WORK INSTRUCTION: Where the listing shows an image, skip it and output all other material unchanged.

----- MATERIAL TO PROCESS -----

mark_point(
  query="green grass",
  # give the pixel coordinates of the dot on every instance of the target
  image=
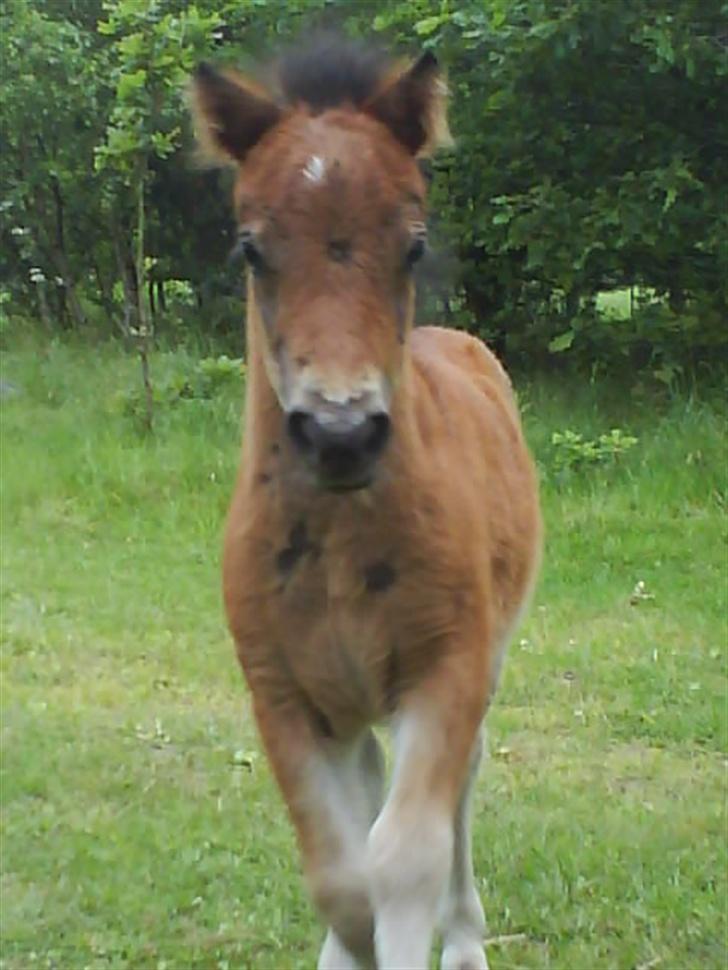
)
(141, 826)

-----

YOUR RESPONSE:
mark_point(
  query="green grass",
  # give the pixel coordinates of the dot on every instance of the target
  image=
)
(141, 826)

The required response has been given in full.